= Listed records =

=== Begin Enclosure ===

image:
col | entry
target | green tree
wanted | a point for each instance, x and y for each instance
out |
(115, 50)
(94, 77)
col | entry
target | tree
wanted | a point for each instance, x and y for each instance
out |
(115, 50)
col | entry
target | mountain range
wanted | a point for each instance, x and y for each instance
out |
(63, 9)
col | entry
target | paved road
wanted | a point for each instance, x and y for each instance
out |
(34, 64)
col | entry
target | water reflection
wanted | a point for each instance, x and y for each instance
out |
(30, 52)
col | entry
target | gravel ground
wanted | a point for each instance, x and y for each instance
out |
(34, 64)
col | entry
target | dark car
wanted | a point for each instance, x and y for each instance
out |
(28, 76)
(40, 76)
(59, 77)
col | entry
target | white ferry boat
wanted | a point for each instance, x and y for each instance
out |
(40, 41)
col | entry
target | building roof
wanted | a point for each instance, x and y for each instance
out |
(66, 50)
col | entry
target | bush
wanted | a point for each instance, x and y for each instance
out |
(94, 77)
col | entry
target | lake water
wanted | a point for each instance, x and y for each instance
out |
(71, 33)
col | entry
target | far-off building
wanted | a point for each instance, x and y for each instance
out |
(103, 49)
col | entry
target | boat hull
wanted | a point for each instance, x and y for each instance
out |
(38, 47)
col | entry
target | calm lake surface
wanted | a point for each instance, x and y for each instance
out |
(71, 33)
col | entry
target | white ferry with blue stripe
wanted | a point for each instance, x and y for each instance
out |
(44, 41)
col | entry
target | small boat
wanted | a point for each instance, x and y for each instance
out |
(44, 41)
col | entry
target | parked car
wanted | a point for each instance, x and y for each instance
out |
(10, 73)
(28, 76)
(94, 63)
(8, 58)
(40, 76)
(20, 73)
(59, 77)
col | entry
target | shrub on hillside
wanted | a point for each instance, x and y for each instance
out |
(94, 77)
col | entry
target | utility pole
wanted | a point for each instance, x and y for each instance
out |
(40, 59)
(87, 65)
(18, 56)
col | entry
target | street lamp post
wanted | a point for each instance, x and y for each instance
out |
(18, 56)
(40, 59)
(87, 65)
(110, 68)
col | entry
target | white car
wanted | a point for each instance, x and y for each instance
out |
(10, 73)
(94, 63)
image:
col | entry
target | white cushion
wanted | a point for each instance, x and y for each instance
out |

=== End Enclosure ===

= Task goal =
Line by line, retype all of the entries.

= Answer to the problem =
image:
col | entry
target | green tree
wanted | a point for each instance, x and y for each instance
out |
(115, 50)
(94, 77)
col | entry
target | tree
wanted | a point for each instance, x and y for each instance
out |
(115, 50)
col | entry
target | mountain range
wanted | a point for each instance, x and y for each instance
out |
(63, 9)
col | entry
target | paved road
wanted | a point for each instance, x and y for each instance
out |
(34, 64)
col | entry
target | water reflection
wanted | a point for each instance, x and y for each instance
out |
(30, 52)
col | entry
target | gravel ground
wanted | a point for each instance, x and y for each instance
out |
(34, 64)
col | entry
target | dark car
wanted | a point for each instance, x and y for each instance
out |
(28, 76)
(40, 76)
(59, 77)
col | entry
target | white ferry boat
wanted | a point for each instance, x and y for each instance
out |
(40, 41)
col | entry
target | building roof
wanted | a point for each instance, x and y for each instance
out |
(66, 50)
col | entry
target | bush
wanted | a point for each instance, x and y for each instance
out |
(94, 77)
col | entry
target | lake water
wanted | a point for each instance, x and y for each instance
out |
(71, 33)
col | entry
target | far-off building
wanted | a point for each instance, x and y for each instance
out |
(103, 49)
col | entry
target | boat hull
wanted | a point for each instance, x and y for each instance
out |
(38, 47)
col | entry
target | calm lake surface
wanted | a point for each instance, x and y for each instance
out |
(71, 33)
col | entry
target | white ferry with blue stripe
wanted | a point for each instance, x and y for each instance
out |
(44, 41)
col | entry
target | small boat
wanted | a point for each instance, x and y for each instance
out |
(44, 41)
col | entry
target | parked car
wanted | a point for each instance, x and y for each instance
out |
(10, 73)
(28, 76)
(94, 63)
(8, 58)
(40, 76)
(20, 73)
(59, 77)
col | entry
target | shrub on hillside
wanted | a point for each instance, x and y for each instance
out |
(94, 77)
col | entry
target | utility pole
wanted | a point for each instance, x and y for each instance
out |
(40, 59)
(87, 65)
(18, 56)
col | entry
target | street lamp post
wanted | a point for each instance, x and y for each instance
out |
(18, 56)
(40, 59)
(87, 65)
(110, 68)
col | entry
target | white car
wanted | a point for each instance, x and y for each instance
out |
(10, 73)
(94, 63)
image:
col | entry
target | white cushion
wanted | a point for each instance, x and y for each instance
out |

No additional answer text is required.